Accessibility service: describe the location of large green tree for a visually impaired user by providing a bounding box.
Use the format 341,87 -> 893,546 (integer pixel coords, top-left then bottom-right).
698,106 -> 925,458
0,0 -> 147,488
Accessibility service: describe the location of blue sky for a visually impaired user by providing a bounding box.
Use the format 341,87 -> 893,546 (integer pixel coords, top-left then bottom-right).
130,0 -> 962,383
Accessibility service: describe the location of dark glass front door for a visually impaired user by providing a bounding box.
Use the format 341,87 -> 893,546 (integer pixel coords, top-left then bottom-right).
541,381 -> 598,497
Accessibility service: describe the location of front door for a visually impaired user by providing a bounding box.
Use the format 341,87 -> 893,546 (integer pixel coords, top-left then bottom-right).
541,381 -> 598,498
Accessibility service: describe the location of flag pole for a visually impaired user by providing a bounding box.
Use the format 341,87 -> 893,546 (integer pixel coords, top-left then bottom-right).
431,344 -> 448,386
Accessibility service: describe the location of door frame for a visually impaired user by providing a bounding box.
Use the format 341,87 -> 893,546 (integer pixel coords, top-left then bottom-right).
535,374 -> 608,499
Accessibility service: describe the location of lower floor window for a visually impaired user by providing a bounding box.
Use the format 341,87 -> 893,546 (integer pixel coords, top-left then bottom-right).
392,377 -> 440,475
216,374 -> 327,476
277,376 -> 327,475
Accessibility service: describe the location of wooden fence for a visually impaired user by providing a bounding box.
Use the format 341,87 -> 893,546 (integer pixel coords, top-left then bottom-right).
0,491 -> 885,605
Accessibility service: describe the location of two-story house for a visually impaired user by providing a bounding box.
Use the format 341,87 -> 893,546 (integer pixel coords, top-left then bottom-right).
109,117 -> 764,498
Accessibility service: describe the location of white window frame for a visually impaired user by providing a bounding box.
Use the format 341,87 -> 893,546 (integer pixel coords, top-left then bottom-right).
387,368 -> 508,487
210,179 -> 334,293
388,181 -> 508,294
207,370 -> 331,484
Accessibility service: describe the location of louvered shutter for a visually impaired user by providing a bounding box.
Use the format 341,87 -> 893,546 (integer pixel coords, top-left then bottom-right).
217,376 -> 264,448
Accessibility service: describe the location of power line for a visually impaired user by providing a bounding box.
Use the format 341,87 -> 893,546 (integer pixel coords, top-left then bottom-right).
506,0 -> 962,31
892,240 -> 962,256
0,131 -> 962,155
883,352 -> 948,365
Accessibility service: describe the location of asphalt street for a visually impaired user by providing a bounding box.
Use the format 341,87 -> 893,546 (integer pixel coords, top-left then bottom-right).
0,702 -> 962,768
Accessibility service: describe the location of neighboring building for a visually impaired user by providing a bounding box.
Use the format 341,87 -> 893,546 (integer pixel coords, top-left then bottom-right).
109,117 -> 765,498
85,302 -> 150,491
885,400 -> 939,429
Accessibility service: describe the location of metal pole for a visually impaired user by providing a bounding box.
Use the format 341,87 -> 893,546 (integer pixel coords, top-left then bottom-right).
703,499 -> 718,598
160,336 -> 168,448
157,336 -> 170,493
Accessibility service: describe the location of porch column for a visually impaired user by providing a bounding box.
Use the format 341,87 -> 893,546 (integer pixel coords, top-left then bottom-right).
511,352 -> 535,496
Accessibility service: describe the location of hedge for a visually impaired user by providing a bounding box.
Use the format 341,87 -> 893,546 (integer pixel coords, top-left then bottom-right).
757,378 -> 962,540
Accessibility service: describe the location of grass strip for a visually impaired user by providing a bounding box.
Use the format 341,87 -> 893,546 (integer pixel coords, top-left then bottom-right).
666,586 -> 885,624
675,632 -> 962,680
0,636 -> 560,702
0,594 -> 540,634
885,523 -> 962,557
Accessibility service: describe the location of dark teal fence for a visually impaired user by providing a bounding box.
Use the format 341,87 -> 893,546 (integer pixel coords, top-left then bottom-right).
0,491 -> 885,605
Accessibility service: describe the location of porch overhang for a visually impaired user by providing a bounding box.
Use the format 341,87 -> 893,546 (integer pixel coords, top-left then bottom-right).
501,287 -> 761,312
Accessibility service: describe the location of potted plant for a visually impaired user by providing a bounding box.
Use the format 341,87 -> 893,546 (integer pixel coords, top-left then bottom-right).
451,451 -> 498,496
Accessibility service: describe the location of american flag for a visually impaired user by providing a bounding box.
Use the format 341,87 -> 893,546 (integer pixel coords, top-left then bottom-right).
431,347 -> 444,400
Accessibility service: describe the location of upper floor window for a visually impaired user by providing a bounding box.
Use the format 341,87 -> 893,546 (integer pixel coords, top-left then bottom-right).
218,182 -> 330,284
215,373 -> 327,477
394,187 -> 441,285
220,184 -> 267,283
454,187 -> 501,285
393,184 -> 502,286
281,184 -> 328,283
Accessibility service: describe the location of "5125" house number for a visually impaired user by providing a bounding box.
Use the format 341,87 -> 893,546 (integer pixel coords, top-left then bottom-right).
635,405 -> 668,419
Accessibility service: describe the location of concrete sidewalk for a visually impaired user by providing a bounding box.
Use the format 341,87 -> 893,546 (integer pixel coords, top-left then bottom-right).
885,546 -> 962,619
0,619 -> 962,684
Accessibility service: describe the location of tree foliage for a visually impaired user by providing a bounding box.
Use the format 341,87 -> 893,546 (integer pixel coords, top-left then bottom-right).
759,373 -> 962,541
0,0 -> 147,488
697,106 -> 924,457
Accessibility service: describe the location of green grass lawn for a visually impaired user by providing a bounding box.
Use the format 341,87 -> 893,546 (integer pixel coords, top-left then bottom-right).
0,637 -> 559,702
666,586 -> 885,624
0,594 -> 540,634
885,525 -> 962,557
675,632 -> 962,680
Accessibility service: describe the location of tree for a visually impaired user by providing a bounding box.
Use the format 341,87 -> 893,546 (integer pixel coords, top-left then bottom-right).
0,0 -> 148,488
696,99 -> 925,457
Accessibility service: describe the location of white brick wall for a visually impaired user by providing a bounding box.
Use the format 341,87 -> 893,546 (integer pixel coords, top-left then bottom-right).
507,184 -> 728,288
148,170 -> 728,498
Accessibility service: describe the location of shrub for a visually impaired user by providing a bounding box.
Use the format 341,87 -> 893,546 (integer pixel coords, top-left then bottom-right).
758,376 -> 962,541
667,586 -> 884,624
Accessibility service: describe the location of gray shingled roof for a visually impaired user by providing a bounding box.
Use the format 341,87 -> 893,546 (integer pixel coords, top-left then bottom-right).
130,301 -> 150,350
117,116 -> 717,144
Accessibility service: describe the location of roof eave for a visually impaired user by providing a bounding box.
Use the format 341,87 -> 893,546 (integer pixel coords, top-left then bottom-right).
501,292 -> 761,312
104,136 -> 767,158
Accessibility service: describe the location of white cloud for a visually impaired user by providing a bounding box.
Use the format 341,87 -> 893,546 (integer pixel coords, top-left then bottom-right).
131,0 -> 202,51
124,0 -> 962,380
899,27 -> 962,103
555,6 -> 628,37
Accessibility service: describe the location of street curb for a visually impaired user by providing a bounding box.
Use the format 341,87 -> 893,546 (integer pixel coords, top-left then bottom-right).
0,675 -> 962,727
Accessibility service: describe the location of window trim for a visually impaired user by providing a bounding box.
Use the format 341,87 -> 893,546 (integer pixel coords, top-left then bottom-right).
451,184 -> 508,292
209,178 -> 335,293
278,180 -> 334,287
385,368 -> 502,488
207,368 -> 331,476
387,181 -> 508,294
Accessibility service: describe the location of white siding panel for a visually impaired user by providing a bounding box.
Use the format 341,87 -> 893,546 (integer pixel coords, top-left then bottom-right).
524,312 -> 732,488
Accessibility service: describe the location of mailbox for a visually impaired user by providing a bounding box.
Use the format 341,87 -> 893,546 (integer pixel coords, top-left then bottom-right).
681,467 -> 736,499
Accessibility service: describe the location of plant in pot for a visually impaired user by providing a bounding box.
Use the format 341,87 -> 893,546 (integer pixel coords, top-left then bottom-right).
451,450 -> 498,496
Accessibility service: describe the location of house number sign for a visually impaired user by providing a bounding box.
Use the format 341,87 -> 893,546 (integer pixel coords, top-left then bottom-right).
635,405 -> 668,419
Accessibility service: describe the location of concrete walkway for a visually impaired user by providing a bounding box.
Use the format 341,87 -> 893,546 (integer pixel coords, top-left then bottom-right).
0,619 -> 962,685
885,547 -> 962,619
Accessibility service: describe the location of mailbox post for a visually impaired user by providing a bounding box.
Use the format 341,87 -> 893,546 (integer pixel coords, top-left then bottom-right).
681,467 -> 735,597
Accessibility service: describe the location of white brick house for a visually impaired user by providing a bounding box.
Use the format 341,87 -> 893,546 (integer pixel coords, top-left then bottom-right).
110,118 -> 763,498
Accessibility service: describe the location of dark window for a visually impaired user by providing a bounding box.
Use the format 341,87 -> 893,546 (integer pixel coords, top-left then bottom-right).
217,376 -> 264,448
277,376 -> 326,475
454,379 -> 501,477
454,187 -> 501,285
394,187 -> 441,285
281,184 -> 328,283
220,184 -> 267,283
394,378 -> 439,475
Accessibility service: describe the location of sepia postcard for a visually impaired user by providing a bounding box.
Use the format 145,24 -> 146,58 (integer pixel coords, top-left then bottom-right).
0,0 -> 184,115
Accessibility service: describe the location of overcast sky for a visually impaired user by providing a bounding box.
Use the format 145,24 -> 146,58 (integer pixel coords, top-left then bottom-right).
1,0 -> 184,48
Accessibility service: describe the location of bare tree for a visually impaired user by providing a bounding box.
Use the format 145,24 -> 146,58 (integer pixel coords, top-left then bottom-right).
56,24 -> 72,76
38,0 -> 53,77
+ + + +
» EXERCISE PROMPT: Return the rows above unchanged, from the line that has "white brick house" through the line that has "394,378 -> 439,475", including both.

» FINAL RESULT:
Accessibility service: describe the location of white brick house for a visually impaired user by providing a bounding box.
Use the format 341,87 -> 893,546 (integer pixel coords, top-left then bottom-right).
110,118 -> 763,498
Accessibility service: describe the location of dark window for a visually impaired user by providing a bounding box.
Use the format 341,87 -> 893,546 (integer pixel coords, top-left then bottom-right).
217,376 -> 264,448
277,376 -> 326,475
454,379 -> 501,477
454,187 -> 501,285
394,187 -> 441,285
281,184 -> 328,283
220,184 -> 267,283
394,378 -> 439,475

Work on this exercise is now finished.